• _EXERCISE INSTRUCTIONS_
Report every line of the material below that contains the word "bicycle", copying each such line in full.

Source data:
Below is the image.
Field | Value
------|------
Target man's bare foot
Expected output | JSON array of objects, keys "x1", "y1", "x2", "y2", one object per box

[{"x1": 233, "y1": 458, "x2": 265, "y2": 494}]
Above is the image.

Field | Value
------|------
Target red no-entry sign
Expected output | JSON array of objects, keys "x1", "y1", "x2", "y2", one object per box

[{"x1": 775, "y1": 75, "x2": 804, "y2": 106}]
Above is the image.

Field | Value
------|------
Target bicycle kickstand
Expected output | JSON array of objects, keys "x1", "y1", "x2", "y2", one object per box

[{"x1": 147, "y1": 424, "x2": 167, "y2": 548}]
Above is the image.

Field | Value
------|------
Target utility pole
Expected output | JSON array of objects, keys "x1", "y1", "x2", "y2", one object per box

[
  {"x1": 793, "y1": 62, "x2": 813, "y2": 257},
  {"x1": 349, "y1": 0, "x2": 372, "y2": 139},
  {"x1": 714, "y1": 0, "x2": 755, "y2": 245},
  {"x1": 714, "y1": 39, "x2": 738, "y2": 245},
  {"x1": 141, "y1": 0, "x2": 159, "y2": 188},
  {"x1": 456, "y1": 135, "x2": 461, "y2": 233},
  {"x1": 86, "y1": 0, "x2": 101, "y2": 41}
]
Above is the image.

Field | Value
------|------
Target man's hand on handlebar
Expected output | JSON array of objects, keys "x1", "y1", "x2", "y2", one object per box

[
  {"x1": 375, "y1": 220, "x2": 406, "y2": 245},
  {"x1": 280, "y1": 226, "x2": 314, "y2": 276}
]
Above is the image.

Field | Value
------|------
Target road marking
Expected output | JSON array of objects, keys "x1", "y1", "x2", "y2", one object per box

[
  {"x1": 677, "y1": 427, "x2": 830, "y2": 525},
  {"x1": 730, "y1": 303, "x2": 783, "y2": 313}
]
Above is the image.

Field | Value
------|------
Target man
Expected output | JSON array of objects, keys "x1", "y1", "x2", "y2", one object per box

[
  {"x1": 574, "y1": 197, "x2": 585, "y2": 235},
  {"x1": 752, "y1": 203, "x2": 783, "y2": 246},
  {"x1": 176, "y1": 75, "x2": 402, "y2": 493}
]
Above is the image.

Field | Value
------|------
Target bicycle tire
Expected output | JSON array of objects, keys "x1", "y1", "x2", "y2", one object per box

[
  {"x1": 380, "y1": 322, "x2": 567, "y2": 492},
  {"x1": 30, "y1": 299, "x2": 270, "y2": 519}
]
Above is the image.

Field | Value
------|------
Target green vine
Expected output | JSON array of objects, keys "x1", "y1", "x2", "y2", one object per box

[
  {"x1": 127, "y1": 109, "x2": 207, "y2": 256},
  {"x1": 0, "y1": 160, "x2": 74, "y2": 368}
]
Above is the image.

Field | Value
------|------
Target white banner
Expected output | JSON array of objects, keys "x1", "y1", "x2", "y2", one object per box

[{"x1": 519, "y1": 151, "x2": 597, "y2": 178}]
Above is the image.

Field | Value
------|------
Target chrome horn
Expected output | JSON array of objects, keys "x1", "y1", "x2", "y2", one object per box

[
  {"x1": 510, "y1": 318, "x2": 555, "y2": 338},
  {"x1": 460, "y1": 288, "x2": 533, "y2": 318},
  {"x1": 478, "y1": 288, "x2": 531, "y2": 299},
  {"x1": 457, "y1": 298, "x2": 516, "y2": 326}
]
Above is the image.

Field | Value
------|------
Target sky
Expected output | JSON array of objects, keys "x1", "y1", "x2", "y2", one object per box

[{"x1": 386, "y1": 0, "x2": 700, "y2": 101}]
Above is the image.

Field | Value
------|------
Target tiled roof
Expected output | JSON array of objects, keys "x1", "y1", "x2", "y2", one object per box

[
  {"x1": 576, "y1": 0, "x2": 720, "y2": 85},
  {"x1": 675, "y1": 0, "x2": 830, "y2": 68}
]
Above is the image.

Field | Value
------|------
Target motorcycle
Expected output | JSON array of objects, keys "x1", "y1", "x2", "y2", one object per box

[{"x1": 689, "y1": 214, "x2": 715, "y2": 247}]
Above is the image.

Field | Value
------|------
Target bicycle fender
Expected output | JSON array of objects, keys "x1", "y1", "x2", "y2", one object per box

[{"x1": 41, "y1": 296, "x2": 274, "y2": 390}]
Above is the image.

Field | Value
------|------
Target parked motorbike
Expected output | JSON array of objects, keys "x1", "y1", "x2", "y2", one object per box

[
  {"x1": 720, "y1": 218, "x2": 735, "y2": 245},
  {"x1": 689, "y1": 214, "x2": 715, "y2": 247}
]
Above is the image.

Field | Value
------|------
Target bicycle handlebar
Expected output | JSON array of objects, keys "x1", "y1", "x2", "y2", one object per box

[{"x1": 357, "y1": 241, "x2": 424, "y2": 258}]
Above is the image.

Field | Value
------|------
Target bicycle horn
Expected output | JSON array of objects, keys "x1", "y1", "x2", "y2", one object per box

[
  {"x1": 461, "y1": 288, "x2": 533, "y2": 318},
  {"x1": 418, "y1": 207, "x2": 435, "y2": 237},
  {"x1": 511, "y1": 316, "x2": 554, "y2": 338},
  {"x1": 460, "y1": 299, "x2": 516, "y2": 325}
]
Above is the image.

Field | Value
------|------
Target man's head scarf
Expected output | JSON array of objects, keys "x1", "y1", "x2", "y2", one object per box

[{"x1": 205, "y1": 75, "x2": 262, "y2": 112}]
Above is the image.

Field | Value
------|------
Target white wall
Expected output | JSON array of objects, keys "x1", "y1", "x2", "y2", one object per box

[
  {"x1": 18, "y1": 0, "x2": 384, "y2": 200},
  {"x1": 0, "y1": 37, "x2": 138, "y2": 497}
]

• _EXERCISE RESPONSE_
Target bicycle kickstand
Target bicycle tire
Target bicycle fender
Target bicycle handlebar
Target bicycle horn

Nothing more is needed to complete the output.